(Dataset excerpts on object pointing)
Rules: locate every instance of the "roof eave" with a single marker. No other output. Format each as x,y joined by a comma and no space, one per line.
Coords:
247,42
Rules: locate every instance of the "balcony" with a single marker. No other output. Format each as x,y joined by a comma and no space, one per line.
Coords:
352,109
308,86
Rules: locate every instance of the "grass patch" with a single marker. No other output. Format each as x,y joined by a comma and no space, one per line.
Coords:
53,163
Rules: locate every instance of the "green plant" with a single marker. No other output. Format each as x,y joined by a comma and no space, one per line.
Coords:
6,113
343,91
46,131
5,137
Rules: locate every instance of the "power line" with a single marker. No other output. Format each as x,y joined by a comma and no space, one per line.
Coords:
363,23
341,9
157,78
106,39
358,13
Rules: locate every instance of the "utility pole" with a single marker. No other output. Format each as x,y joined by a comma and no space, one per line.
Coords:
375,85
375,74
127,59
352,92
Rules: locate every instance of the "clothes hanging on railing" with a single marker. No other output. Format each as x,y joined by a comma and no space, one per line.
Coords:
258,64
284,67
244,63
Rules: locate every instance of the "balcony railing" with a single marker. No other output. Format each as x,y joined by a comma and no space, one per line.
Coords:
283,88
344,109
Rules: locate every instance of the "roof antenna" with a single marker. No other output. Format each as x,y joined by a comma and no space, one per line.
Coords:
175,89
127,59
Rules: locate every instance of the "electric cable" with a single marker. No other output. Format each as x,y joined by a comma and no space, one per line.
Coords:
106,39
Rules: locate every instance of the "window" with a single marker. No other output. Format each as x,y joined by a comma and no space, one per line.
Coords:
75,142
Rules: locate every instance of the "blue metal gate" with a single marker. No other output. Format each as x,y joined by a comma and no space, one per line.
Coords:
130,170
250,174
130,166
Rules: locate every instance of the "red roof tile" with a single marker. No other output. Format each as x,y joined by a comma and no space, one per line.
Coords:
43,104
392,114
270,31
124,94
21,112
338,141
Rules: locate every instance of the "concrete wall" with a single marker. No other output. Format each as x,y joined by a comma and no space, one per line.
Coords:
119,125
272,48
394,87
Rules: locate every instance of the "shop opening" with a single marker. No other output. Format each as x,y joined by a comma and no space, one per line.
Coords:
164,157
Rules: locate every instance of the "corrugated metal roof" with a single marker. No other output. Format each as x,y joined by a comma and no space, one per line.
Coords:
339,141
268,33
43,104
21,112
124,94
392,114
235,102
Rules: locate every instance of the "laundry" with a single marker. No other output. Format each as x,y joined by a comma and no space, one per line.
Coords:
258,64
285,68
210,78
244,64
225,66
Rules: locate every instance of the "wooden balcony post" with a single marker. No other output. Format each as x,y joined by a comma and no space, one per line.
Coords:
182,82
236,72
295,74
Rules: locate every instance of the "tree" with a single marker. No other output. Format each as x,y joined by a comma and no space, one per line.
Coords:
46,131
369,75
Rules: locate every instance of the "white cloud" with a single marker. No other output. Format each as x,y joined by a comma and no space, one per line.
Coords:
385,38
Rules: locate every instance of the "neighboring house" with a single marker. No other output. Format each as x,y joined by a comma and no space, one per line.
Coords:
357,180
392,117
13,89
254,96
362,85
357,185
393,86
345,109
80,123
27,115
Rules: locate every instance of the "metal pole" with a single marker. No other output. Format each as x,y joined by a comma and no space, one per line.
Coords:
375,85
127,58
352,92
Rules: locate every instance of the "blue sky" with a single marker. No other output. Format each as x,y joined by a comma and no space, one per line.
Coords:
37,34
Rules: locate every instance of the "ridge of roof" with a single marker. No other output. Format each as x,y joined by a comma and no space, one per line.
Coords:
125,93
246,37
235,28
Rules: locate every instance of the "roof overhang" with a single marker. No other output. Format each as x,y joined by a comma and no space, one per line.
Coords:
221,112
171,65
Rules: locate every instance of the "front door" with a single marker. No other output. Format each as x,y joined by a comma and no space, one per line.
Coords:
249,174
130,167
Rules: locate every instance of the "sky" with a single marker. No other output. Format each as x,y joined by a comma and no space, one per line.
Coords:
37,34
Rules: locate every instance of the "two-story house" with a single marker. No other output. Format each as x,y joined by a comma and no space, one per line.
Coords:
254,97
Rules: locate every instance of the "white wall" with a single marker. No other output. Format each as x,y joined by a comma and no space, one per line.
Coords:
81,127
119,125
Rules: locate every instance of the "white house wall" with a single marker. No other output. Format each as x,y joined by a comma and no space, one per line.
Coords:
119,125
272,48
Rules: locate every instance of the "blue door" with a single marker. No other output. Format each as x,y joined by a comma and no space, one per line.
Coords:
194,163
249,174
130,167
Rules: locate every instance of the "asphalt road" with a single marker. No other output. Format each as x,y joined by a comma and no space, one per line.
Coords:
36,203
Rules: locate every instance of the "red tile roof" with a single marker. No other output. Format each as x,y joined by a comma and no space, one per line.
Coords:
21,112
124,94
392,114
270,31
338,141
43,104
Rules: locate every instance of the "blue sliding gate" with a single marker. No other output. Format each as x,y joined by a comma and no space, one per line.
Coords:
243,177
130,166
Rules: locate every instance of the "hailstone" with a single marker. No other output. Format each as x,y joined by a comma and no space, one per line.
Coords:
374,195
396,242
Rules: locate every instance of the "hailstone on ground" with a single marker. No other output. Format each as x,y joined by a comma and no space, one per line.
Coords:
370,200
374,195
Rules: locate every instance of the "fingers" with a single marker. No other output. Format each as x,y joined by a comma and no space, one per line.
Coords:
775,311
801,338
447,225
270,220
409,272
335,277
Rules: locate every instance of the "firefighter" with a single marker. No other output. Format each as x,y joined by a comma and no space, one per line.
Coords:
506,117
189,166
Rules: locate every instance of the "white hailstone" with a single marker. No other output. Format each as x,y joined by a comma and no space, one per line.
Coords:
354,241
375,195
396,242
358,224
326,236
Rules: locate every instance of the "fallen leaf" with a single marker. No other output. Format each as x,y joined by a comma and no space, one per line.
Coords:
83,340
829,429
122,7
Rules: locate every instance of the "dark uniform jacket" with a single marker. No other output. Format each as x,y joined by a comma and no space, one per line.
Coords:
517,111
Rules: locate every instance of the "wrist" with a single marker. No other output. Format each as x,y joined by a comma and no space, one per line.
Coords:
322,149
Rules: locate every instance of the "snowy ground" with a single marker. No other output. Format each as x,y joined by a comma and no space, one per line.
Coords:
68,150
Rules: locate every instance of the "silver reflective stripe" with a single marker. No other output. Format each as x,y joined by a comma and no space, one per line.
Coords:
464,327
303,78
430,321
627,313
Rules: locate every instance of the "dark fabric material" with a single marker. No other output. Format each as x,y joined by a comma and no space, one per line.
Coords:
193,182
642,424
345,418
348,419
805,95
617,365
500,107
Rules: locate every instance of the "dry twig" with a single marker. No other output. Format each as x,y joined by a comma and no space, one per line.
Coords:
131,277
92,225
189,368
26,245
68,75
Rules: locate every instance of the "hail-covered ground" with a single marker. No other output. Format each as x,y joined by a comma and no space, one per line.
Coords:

(Your instructions) Each record must be repeated exactly as it is.

(Final result)
Rules: locate every instance of the "roof eave" with a single marker. No other output. Format each as x,y joined by a comma and no space, one per line.
Coords:
247,42
Rules: locate every instance of the "balcony" with a single marker. No other output. Format each as x,y joined by a comma and no space, one per line.
Coords:
352,109
308,86
Rules: locate every instance of the "grass patch" with a single marker. No other output. Format each as x,y joined by a comma and no space, one per line.
Coords:
53,163
Rules: locate every instance of the "green plant" with a single marker. No other output. Format each as x,y joined by a comma and no space, one per line.
Coords:
6,113
343,91
46,131
5,137
Rules: locate every instance of the "power line" with a single marker. No other output. Format each as x,y joined by a comma and no space, one per line.
Coords:
363,23
341,9
157,78
106,39
358,13
Rules: locate every instance of the "utility pole" with a single marker. No other output. Format each as x,y joined by a comma and no space, one per line.
Coords:
375,85
375,74
127,59
352,92
Rules: locate every instance of the "clothes hanging on railing" with a single marker. No other output. Format each as x,y joined by a comma and no space, one per line.
Coords:
258,64
284,67
244,63
Rules: locate every instance of the "balcony railing" with a single marker. No other output. Format each as x,y joined by a comma and no space, one per line.
Coords:
283,88
344,109
Rules: locate every instance of the "roof antenna" with a single marker. No other output. Format each as x,y joined by a comma and no space, one per line.
Coords:
175,89
127,59
Rules: locate every instance of the "electric cable" with a single marker. No other output. Format each as x,y joined by a comma and no space, one per line.
Coords:
106,39
Rules: locate every instance of the "window" with a single marker. No other output. Format each as x,y joined by a comma and no space, one per line.
Coords:
75,142
Rules: locate every instance of the "blue metal gate" with a single marker. No other output. Format each as x,y joined by a comma and no space, one per line.
Coords:
130,170
250,174
130,166
Rules: locate every instance of the "red roof tile" with a single marker. No other output. Format each as x,y joined by a comma and no space, one per line.
Coords:
43,104
392,114
270,31
124,94
21,112
338,141
Rules: locate every instance of the "concrete wall" with a single marker. No other output. Format each as x,y joined by a comma and no space, one per line.
Coords:
119,125
272,48
394,87
Rules: locate every instance of the "shop opening" with a single marker. No other output. Format each as x,y joined by a comma and no space, one per line.
Coords:
164,157
Rules: locate every instance of the "corrugated metal roof" with a single marker. No other output. Format each as x,y joined by a comma and no space, one per line.
Coords:
339,141
268,33
43,104
21,112
124,94
392,114
235,102
Rules: locate every instance of the "laundry" with a single marker. No other output. Format each as x,y joined by a comma and no space, one per line.
Coords:
258,64
285,68
210,78
244,64
225,66
Rules: locate every instance of the "wooden balcony post" with a single marker. No other output. Format each as x,y joined by a comma and no space, one per line.
Coords:
182,82
236,72
295,74
Rules: locate every instance of the "tree" with a single marker. No other output. Format each as x,y joined by a comma and no space, one per line.
Coords:
46,131
369,75
Rules: locate every instance of the "white cloud" with a single marker. No other output. Format each as x,y joined by a comma and no space, one per line.
Coords:
385,38
Rules: locate every instance of the "neighboring house" with a single marker. No other output. Format each as x,y joined by a comma and no space, one per line.
Coords:
357,180
392,117
13,89
254,96
362,85
357,185
393,86
345,109
80,123
27,115
Rules: locate every instance of the "metal pole" with a single marker. No other output. Format each as x,y joined by a comma and no space, one per line.
Coords:
375,85
127,58
352,92
Rules: locate every instance of the "blue sky" with a single marker. No other output. Format each as x,y joined by a comma and no space, one per line.
Coords:
37,34
Rules: locate every instance of the "ridge of roof" with a single marker. No other output. Format each as x,y joined by a comma and no space, one per line.
Coords:
125,93
246,37
235,28
Rules: locate every instance of the "roof overhang" with a single marker. No other output. Format each as x,y joined by a comma and no space, one per line.
Coords:
221,112
171,65
Rules: locate every instance of the "front door" with a single marker. No other output. Format each as x,y joined by a comma and no space, one per line.
Coords:
249,174
130,167
Rules: locate every instance of the "sky" with a single marker. No other output. Format each as x,y joined by a comma and no space, one per line.
Coords:
37,34
Rules: locate every instance of the "two-story house" with a single marker. No other output. Format each as x,y joined by a comma and no space, one per line.
Coords:
254,97
Rules: locate every instance of the "white wall" with a single marker. No other output. Format each as x,y joined by a comma and no space, one per line.
Coords:
81,127
119,125
Rules: locate every instance of the "white house wall" with a single marker. No other output. Format each as x,y joined by a comma and no space, one per line.
Coords:
119,125
272,48
Rules: locate every instance of the "blue door" with a single marker. No other output. Format each as x,y joined by a comma and no space, one per line.
Coords:
194,163
249,174
130,167
Rules: locate every instance of the "asphalt road" with a single marker. No other output. Format each as x,y joined by a comma and no space, one per line.
Coords:
36,203
Rules: locate every instance of the "red tile roof" with a single marker. No other output. Format each as x,y joined by a comma and no space, one per line.
Coords:
21,112
124,94
392,114
270,31
338,141
43,104
Rules: locate every instance of the "blue sliding gate" with a single marker. No other output. Format each as x,y joined by a comma and no space, one per line.
Coords:
243,177
130,166
Rules: locate every instance of the "hailstone" with a single marker. No other output. Format each as x,y joined by a comma and no space, one per line.
Coords:
374,195
396,242
Rules: locate every instance of the "hailstone on ground" with a single marker. No other output. Format each as x,y joined by a comma and no space, one per line.
Coords:
370,200
374,195
Rules: locate every instance of the "fingers" with a single marker. No other output. Format each as x,y joined by a comma and no space, one per line.
Coords:
775,311
801,338
447,225
270,220
409,272
335,277
Rules: locate every instance of the "firefighter" with a single marker. No other output. Format each as x,y joined by a comma and no space, one per line.
Coords:
506,117
189,166
Rules: locate every instance of the "white hailstone" with a single marker. No other output. Format each as x,y joined by a comma and no space, one per line.
Coords:
354,241
375,195
396,242
358,224
326,236
Rules: locate every instance of the "fallen leaf" with a single marker. No other output. Format each as x,y joined by a comma and no space, one per line.
Coords:
83,340
829,429
122,7
Rules: locate every instance of the "dark uniform jacket" with a single marker. No other output. Format each as x,y joined by a comma and no space, one per line.
Coords:
517,111
Rules: locate every instance of the "wrist" with a single marker. No other output. Format each as x,y joined by a comma and no space, one per line.
Coords:
322,149
Rules: locate every instance of the "snowy ground" with a single marker. No other output. Format each as x,y joined by a comma and no space, one per line.
Coords:
68,150
Rules: locate every instance of the "silver reflective stripe" with a single marker. No other output. Format each as x,y joined by a comma and no space, one per line.
Coords:
464,327
303,78
430,321
627,313
Rules: locate every instance of the "dark fabric material" with a single marker. No other output. Format each as x,y joined by a comma and no space, one per line.
Coords:
193,182
642,424
345,418
348,419
805,95
617,365
500,107
Rules: locate every instance of the "dry twig" with a single marker. No other output. Format each as x,y joined by a comma and no space, one per line.
Coords:
131,277
92,225
189,368
26,245
68,75
Rules: locate every instance of the "hail-covered ground" with a single marker. No other output. Format each as x,y joined by a comma and no space, one per line.
Coords:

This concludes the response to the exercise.